[YOUR GOAL]
Copy every line of the records below word for word, leaving out the pictures.

%%

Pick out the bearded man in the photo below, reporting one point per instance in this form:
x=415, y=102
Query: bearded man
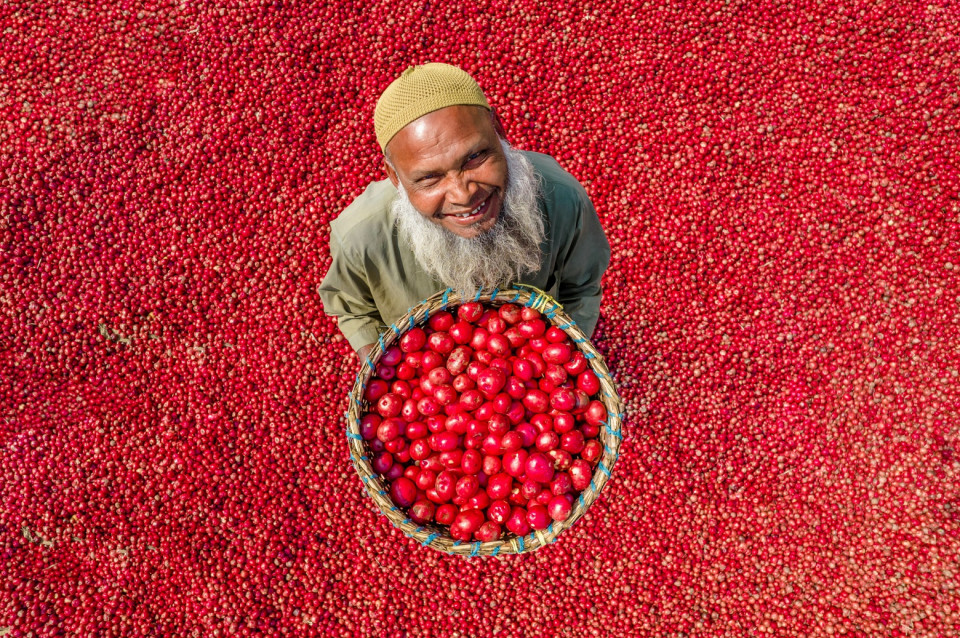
x=460, y=209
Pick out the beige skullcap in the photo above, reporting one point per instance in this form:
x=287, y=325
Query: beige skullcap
x=420, y=90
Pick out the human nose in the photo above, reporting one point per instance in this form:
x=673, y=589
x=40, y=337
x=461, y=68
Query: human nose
x=459, y=192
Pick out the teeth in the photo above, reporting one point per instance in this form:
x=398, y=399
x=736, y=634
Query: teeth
x=473, y=212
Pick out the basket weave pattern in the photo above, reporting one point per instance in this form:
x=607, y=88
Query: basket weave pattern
x=432, y=535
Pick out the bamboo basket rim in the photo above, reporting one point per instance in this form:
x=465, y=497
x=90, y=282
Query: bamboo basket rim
x=431, y=535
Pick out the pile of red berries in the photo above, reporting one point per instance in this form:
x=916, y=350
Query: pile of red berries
x=484, y=419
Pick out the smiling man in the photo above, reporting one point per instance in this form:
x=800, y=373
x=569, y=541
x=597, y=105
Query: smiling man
x=460, y=209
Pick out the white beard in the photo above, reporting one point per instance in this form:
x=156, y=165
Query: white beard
x=494, y=259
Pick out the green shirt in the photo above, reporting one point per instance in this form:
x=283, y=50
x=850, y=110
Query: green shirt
x=374, y=278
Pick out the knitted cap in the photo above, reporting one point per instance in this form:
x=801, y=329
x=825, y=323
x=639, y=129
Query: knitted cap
x=420, y=90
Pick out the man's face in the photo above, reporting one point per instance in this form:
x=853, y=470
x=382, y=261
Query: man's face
x=453, y=168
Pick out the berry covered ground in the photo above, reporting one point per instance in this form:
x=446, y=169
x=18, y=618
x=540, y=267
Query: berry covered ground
x=779, y=185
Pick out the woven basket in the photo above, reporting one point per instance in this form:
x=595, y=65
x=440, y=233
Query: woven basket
x=436, y=537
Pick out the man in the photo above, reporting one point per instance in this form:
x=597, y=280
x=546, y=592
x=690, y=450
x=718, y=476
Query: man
x=461, y=209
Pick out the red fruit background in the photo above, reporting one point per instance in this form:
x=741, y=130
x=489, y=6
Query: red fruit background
x=779, y=184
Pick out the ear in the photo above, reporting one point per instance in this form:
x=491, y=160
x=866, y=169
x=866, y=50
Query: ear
x=391, y=173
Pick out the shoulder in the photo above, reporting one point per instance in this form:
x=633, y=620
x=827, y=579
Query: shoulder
x=560, y=190
x=367, y=219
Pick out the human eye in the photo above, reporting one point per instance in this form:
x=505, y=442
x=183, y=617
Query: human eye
x=476, y=158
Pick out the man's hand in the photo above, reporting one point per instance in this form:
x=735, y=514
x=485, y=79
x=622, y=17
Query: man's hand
x=364, y=351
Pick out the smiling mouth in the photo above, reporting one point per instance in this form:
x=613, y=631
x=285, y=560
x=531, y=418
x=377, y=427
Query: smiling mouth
x=475, y=214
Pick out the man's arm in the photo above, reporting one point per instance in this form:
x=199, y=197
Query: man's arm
x=586, y=260
x=346, y=296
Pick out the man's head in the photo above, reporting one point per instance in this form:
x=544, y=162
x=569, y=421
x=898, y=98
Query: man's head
x=440, y=143
x=477, y=221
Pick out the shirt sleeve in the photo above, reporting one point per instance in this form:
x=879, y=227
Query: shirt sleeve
x=346, y=295
x=585, y=262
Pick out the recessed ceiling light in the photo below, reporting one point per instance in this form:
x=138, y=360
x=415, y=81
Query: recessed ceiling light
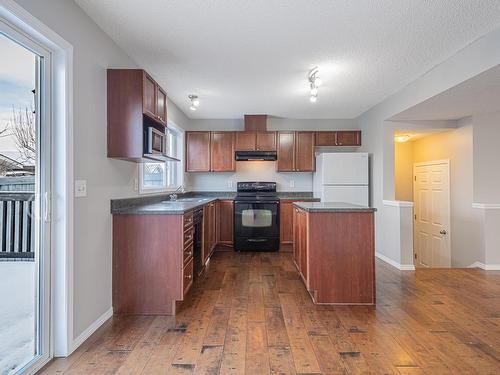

%%

[ANSWER]
Pick out the bearded man in the photo below, reporting one point per instance in this form:
x=415, y=102
Query: bearded man
x=460, y=209
Pick out the beige skullcap in the photo above, reporting one point per instance in this form:
x=287, y=325
Query: beige skullcap
x=420, y=90
Pick out the human nose in the photo above, reporting one point per instance in this form:
x=673, y=589
x=40, y=337
x=461, y=68
Query: human nose
x=459, y=192
Pick out the teeth in the photo above, reporting one point per instance in this form:
x=398, y=399
x=736, y=634
Query: teeth
x=473, y=212
Pick out the basket weave pattern in the photo above, reporting one point per instance in this form:
x=607, y=88
Query: basket weave pattern
x=432, y=535
Pick out the bamboo basket rim in the photo above, reporting one point per instance in this form:
x=465, y=497
x=90, y=282
Query: bamboo basket rim
x=431, y=535
Pick out the pile of red berries in the photo above, reporting one point per instance in this form:
x=916, y=350
Query: pile of red berries
x=484, y=419
Pick out the smiling man in the photo above, reporting one point per instance in this form:
x=800, y=373
x=569, y=541
x=597, y=105
Query: smiling man
x=460, y=209
Pick out the white beard in the photo above, reporting one point per instance in this form:
x=156, y=165
Query: white beard
x=494, y=259
Pick out the green shirt in the photo above, reporting one point per instance in this form:
x=283, y=50
x=850, y=110
Query: green shirt
x=374, y=278
Pick out the knitted cap in the photo above, reporting one point per instance in this form:
x=801, y=329
x=825, y=323
x=639, y=129
Query: knitted cap
x=420, y=90
Pick out the man's face in the photo above, reporting one point per instance in this form:
x=853, y=470
x=382, y=261
Query: man's face
x=453, y=168
Pick out the berry covered ground in the photo above, reporting one point per instance in this form:
x=446, y=169
x=18, y=618
x=540, y=267
Query: berry covered ground
x=779, y=185
Pick out the woven basket in the photo above, reporting one point per instance in this form:
x=595, y=65
x=440, y=233
Query: woven basket
x=436, y=537
Pick out the man in the photo above, reporting one point per instance in this form:
x=597, y=280
x=546, y=592
x=690, y=450
x=718, y=476
Query: man
x=461, y=209
Pick out the red fruit background in the photo above, reporting one point per instance in this form:
x=741, y=130
x=489, y=6
Query: red fruit background
x=779, y=184
Pick out the ear in the photo above, reporting one point per instance in this form:
x=491, y=160
x=866, y=169
x=866, y=50
Query: ear
x=391, y=173
Pick out the shoulder in the photo above, reporting one point per instance in this form:
x=633, y=620
x=827, y=579
Query: shoulder
x=560, y=190
x=367, y=219
Pick out the human eye in the photo above, reporting one point per instance in this form:
x=505, y=442
x=183, y=617
Query: human eye
x=476, y=158
Pick out the man's hand in the photo above, reporting one point per instance in this form:
x=735, y=514
x=485, y=79
x=622, y=17
Query: man's hand
x=364, y=351
Pick out the smiling mouth in the photo above, reporting one point per instance in this form:
x=613, y=631
x=285, y=560
x=531, y=418
x=377, y=427
Query: smiling mouth
x=475, y=214
Pick out the man's arm in the photo above, reporting one point per instance in this form:
x=199, y=197
Query: man's arm
x=586, y=260
x=346, y=296
Pick out the man's head in the photo above, reporting one point per instance in this form:
x=544, y=162
x=569, y=421
x=898, y=98
Query: man's head
x=440, y=143
x=477, y=221
Pick out the shirt sleeve in the photo above, reporting one point per instance in this form:
x=879, y=227
Query: shirt sleeve
x=346, y=295
x=585, y=262
Pick out the recessed ceiling light in the photo below, reporting one point per instance in this form:
x=138, y=360
x=415, y=81
Query: recessed ceiling light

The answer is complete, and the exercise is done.